(Task to carry out): Please pull out every line below that contains the word "dark" and copy each one in full.

:::

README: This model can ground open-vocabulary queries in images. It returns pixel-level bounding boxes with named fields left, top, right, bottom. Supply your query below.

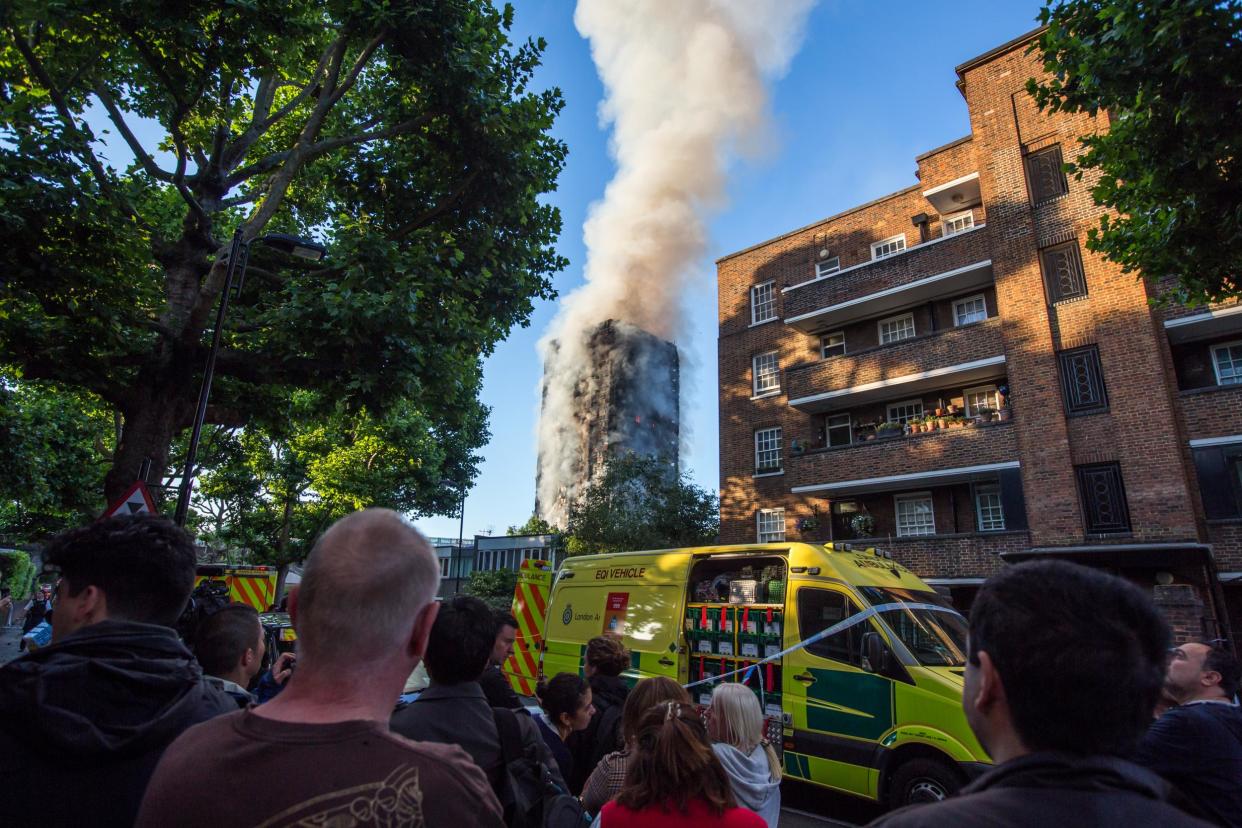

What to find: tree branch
left=389, top=170, right=478, bottom=241
left=94, top=81, right=173, bottom=184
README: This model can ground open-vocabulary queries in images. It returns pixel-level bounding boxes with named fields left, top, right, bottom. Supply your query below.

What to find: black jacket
left=0, top=621, right=237, bottom=826
left=871, top=754, right=1208, bottom=828
left=1134, top=701, right=1242, bottom=826
left=568, top=674, right=630, bottom=794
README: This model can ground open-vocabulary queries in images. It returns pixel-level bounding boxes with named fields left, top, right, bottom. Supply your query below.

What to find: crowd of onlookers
left=0, top=509, right=1242, bottom=828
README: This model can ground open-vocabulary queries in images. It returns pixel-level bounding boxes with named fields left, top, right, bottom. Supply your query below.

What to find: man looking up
left=478, top=612, right=522, bottom=709
left=0, top=515, right=237, bottom=826
left=1135, top=642, right=1242, bottom=826
left=872, top=561, right=1206, bottom=828
left=138, top=509, right=501, bottom=828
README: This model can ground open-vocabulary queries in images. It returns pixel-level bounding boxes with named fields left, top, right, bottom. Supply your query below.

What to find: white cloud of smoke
left=539, top=0, right=815, bottom=523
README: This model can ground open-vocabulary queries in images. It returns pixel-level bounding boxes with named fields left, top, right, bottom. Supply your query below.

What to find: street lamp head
left=255, top=233, right=328, bottom=262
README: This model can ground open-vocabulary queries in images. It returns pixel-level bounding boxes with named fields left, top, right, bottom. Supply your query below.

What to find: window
left=755, top=426, right=780, bottom=474
left=750, top=282, right=776, bottom=325
left=750, top=351, right=780, bottom=396
left=940, top=210, right=975, bottom=236
left=975, top=485, right=1005, bottom=531
left=825, top=415, right=853, bottom=446
left=758, top=509, right=785, bottom=544
left=888, top=400, right=923, bottom=426
left=1026, top=145, right=1069, bottom=204
left=879, top=313, right=914, bottom=345
left=820, top=330, right=846, bottom=359
left=893, top=492, right=935, bottom=538
left=815, top=256, right=841, bottom=279
left=1057, top=345, right=1108, bottom=413
left=1212, top=341, right=1242, bottom=385
left=961, top=385, right=1001, bottom=417
left=1074, top=463, right=1130, bottom=535
left=953, top=293, right=987, bottom=328
left=871, top=236, right=905, bottom=261
left=797, top=587, right=868, bottom=667
left=1040, top=240, right=1087, bottom=303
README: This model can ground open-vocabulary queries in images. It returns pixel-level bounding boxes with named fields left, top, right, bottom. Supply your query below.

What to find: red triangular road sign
left=102, top=480, right=155, bottom=518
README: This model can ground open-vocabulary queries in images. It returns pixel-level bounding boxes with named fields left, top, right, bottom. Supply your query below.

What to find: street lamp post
left=173, top=227, right=328, bottom=526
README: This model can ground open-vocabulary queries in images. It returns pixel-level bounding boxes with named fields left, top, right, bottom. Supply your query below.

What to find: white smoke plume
left=539, top=0, right=815, bottom=518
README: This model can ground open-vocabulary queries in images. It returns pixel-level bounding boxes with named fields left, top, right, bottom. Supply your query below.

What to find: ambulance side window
left=797, top=588, right=867, bottom=667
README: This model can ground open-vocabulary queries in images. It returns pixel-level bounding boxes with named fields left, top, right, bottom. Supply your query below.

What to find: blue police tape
left=682, top=603, right=958, bottom=690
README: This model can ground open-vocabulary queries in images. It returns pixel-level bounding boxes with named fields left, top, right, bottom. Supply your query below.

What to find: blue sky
left=415, top=0, right=1041, bottom=538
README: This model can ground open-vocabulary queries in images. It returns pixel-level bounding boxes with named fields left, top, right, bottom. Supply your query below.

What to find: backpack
left=492, top=708, right=590, bottom=828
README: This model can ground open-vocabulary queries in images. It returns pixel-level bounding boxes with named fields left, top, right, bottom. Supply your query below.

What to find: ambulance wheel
left=888, top=757, right=964, bottom=808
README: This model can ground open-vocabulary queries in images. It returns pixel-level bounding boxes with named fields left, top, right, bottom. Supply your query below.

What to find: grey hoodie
left=712, top=742, right=780, bottom=828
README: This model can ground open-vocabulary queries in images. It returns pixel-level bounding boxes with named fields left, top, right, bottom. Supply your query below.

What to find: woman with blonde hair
left=708, top=684, right=781, bottom=828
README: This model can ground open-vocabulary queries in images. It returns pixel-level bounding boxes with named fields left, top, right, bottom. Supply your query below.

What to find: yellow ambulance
left=524, top=544, right=989, bottom=807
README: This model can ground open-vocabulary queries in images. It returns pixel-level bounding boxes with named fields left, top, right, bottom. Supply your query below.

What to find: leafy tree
left=1028, top=0, right=1242, bottom=304
left=0, top=372, right=116, bottom=541
left=0, top=0, right=565, bottom=498
left=505, top=515, right=559, bottom=535
left=462, top=570, right=518, bottom=612
left=195, top=392, right=488, bottom=588
left=566, top=454, right=720, bottom=555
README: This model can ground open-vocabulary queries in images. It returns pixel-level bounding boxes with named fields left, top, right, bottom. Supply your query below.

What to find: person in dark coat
left=0, top=515, right=237, bottom=827
left=1135, top=642, right=1242, bottom=828
left=872, top=561, right=1208, bottom=828
left=478, top=612, right=522, bottom=710
left=566, top=636, right=630, bottom=792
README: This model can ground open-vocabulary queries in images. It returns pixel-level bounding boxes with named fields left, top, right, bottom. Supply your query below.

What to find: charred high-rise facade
left=535, top=319, right=679, bottom=528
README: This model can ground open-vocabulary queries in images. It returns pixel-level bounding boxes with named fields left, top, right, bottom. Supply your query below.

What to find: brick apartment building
left=717, top=32, right=1242, bottom=636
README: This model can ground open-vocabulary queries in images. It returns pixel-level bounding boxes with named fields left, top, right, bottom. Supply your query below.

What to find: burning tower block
left=535, top=319, right=681, bottom=528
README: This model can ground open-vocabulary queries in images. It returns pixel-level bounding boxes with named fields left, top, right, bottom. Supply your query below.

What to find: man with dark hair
left=0, top=515, right=237, bottom=826
left=392, top=595, right=555, bottom=791
left=1135, top=642, right=1242, bottom=826
left=478, top=612, right=522, bottom=710
left=873, top=561, right=1207, bottom=828
left=137, top=509, right=501, bottom=828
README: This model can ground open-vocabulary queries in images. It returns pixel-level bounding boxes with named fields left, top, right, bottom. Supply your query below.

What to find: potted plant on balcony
left=876, top=422, right=902, bottom=439
left=850, top=511, right=876, bottom=538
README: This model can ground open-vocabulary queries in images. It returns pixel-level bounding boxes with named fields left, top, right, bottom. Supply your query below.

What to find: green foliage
left=504, top=514, right=560, bottom=535
left=462, top=570, right=518, bottom=612
left=1028, top=0, right=1242, bottom=305
left=566, top=454, right=720, bottom=555
left=0, top=372, right=114, bottom=541
left=0, top=0, right=566, bottom=497
left=0, top=549, right=35, bottom=601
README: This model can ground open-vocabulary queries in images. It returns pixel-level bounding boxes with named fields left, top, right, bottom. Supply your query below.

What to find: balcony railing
left=781, top=225, right=991, bottom=324
left=785, top=317, right=1005, bottom=411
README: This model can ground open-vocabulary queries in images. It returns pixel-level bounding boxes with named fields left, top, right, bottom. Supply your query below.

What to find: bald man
left=137, top=509, right=502, bottom=827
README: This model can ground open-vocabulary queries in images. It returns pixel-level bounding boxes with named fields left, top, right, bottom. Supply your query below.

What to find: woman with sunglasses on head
left=599, top=701, right=766, bottom=828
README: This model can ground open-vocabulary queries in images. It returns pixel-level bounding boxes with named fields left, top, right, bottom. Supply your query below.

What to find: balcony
left=786, top=421, right=1018, bottom=498
left=781, top=225, right=994, bottom=333
left=785, top=317, right=1005, bottom=413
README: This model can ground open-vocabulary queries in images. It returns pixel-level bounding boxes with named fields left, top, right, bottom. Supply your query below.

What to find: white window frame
left=876, top=313, right=919, bottom=345
left=755, top=506, right=785, bottom=544
left=750, top=279, right=776, bottom=325
left=953, top=293, right=987, bottom=328
left=755, top=426, right=784, bottom=474
left=815, top=256, right=841, bottom=279
left=871, top=233, right=905, bottom=262
left=1212, top=339, right=1242, bottom=385
left=961, top=385, right=1001, bottom=417
left=884, top=400, right=924, bottom=426
left=750, top=351, right=780, bottom=397
left=820, top=330, right=846, bottom=359
left=893, top=492, right=935, bottom=538
left=823, top=413, right=853, bottom=448
left=975, top=483, right=1005, bottom=531
left=940, top=210, right=975, bottom=236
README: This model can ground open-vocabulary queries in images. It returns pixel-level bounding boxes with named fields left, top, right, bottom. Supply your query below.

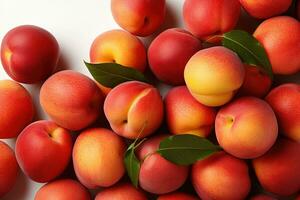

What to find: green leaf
left=157, top=134, right=220, bottom=165
left=222, top=30, right=273, bottom=79
left=84, top=61, right=149, bottom=88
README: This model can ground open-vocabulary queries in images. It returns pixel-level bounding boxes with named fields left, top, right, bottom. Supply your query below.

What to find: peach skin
left=16, top=120, right=72, bottom=183
left=215, top=97, right=278, bottom=159
left=40, top=70, right=104, bottom=130
left=240, top=0, right=292, bottom=19
left=184, top=46, right=245, bottom=106
left=137, top=135, right=189, bottom=194
left=238, top=64, right=272, bottom=98
left=34, top=179, right=91, bottom=200
left=104, top=81, right=163, bottom=139
left=73, top=128, right=126, bottom=189
left=0, top=80, right=35, bottom=139
left=1, top=25, right=59, bottom=83
left=252, top=138, right=300, bottom=196
left=183, top=0, right=241, bottom=39
left=165, top=86, right=216, bottom=137
left=253, top=16, right=300, bottom=75
left=266, top=83, right=300, bottom=142
left=191, top=151, right=251, bottom=200
left=95, top=183, right=147, bottom=200
left=0, top=141, right=19, bottom=198
left=111, top=0, right=166, bottom=36
left=148, top=28, right=202, bottom=85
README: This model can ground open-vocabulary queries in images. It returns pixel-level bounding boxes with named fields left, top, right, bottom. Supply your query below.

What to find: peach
left=184, top=47, right=245, bottom=106
left=254, top=16, right=300, bottom=75
left=73, top=128, right=125, bottom=189
left=157, top=192, right=198, bottom=200
left=111, top=0, right=166, bottom=36
left=0, top=80, right=35, bottom=138
left=0, top=140, right=19, bottom=198
left=240, top=0, right=292, bottom=19
left=1, top=25, right=59, bottom=83
left=34, top=179, right=91, bottom=200
left=183, top=0, right=241, bottom=39
left=215, top=97, right=278, bottom=159
left=137, top=135, right=189, bottom=194
left=148, top=28, right=202, bottom=85
left=239, top=64, right=272, bottom=98
left=104, top=81, right=163, bottom=139
left=252, top=138, right=300, bottom=196
left=165, top=86, right=216, bottom=137
left=40, top=70, right=104, bottom=130
left=95, top=183, right=147, bottom=200
left=266, top=83, right=300, bottom=142
left=16, top=120, right=72, bottom=183
left=191, top=152, right=251, bottom=200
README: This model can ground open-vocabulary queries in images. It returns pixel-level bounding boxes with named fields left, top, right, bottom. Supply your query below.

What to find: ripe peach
left=0, top=80, right=34, bottom=138
left=165, top=86, right=216, bottom=137
left=266, top=83, right=300, bottom=142
left=73, top=128, right=125, bottom=189
left=215, top=97, right=278, bottom=158
left=239, top=64, right=272, bottom=98
left=95, top=183, right=147, bottom=200
left=183, top=0, right=241, bottom=39
left=240, top=0, right=292, bottom=19
left=0, top=141, right=19, bottom=198
left=157, top=192, right=198, bottom=200
left=254, top=16, right=300, bottom=74
left=137, top=135, right=188, bottom=194
left=34, top=179, right=91, bottom=200
left=16, top=120, right=72, bottom=183
left=191, top=152, right=251, bottom=200
left=252, top=138, right=300, bottom=196
left=1, top=25, right=59, bottom=83
left=40, top=70, right=104, bottom=130
left=148, top=28, right=202, bottom=85
left=104, top=81, right=163, bottom=139
left=184, top=47, right=245, bottom=106
left=111, top=0, right=166, bottom=36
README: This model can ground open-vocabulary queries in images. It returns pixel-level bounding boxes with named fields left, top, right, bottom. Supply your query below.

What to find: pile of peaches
left=0, top=0, right=300, bottom=200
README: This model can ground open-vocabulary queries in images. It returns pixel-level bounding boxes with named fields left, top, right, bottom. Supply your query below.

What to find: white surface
left=0, top=0, right=183, bottom=200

:::

(Final result):
What to find: person in dark coat
What to find: man with dark hair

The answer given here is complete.